* START DOCUMENT *
Newspaper Economics

2006 Annual Report
Advertiser Influence

Another factor in the decline of ad revenue was downturns in some industries that purchase newspaper ads. Automobile sales and auto advertising had an off year in 2005 (they did well only with the summer “employee-price” promotion). According to the January 17, 2006 , report from Deutsche Bank, auto classified was down 5% over all and down as much as the “low teens” for some publicly traded companies.7

A rally in auto advertising had been one of the hopes of the newspaper industry for a better 2006. But that hope dimmed, and newspapers posted especially bad results in December 2005, the month Ford announced its plans to restructure and lay off 30,000 workers.

Completion of the Federated-May department store merger also hurt retail advertising in a number of large cities — two significant advertisers collapsed into one, and they shifted strategy to emphasize Internet. At Philadelphia Newspapers, for instance, publisher Joe Natoli said the merger would eliminate the Strawbridge’s nameplate, one of the papers’ largest advertisers.8

The movie business was down for a second consecutive year, especially affecting the New York Times and Los Angeles Times. And the Wal-Mart phenomenon keeps on rolling. The retail juggernaut rarely runs newspaper advertising, and other big-box retailers like Home Depot and Circuit City have shifted from display advertising to inserts.
* END DOCUMENT *
## WRITTEN INSTRUCTION 1
Convert the records from the line containing "of the text" through the end of the records, inclusive, into a JSON list of strings with one string per line and blank lines left out.
* START EXERCISE DATA *
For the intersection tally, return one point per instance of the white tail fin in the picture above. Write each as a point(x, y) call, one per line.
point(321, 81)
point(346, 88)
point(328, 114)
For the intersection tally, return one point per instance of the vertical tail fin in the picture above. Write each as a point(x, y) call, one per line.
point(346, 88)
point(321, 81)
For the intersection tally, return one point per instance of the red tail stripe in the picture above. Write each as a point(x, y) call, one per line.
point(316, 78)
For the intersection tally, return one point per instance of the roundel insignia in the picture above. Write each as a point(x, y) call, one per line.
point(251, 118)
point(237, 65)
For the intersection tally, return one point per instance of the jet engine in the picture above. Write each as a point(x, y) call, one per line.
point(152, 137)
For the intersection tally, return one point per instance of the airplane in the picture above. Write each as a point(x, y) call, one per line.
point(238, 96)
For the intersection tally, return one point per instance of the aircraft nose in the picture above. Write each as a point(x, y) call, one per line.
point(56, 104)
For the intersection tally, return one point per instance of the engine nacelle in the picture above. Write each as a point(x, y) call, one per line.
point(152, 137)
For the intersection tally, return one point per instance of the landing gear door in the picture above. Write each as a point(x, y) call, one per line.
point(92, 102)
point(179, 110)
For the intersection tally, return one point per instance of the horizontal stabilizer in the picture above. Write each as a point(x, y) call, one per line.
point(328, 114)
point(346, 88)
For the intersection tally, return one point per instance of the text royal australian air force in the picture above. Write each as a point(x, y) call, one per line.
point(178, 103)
* END EXERCISE DATA *
## WRITTEN INSTRUCTION 2
Continue the report on newspaper advertising revenue from where it stops.

## EXERCISE RESULT 1
[
  "For the intersection tally, return one point per instance of the text royal australian air force in the picture above. Write each as a point(x, y) call, one per line.",
  "point(178, 103)"
]

## EXERCISE RESULT 2
Telecommunications advertising also contracts as a result of mergers like that of Sprint and Nextel. Telecommunications newspaper advertising declined 14% in the third quarter.9

Real estate advertising was the one category that appeared especially strong in 2005. And even if the boom in housing prices had crested, as many believed, that might or might not be a negative in 2006. Longer time for sales could translate to extended advertising schedules in some markets. Still, as the Newspaper Association of America has noted, Web alternatives are gradually making newspaper listings less central to selling existing homes.

Over all, both the volume of classified advertising and what newspapers can charge for it came under pressure in 2005. Craigslist, whose online classified listings are free except for job-recruitment ads in some big cities, represents killer competition in categories like general merchandise. In San Francisco, home base of Craigslist, the service is estimated to have cost the San Francisco Chronicle $50 million in lost classified revenue in 2004.10 A number of newspapers now offer free listings to private parties trying to sell small-ticket items, but broadly the industry is stuck trying to make the case that while their classified are more costly, they deliver greater value.

If the Craigslist headache isn’t enough, Google in November 2005 launched a new product in beta (trial) version, called Google Base. It allows users to post all kinds of content, including free classified advertising. It is too early to estimate its competitive impact, but that could prove enormous.

Employment advertising is another microcosm of the competitive dilemma in what traditionally has been the single highest-margin segment of the high-margin classifieds. Recruitment advertising was up for the year, but some of the huge losses of 2001 have never been recouped.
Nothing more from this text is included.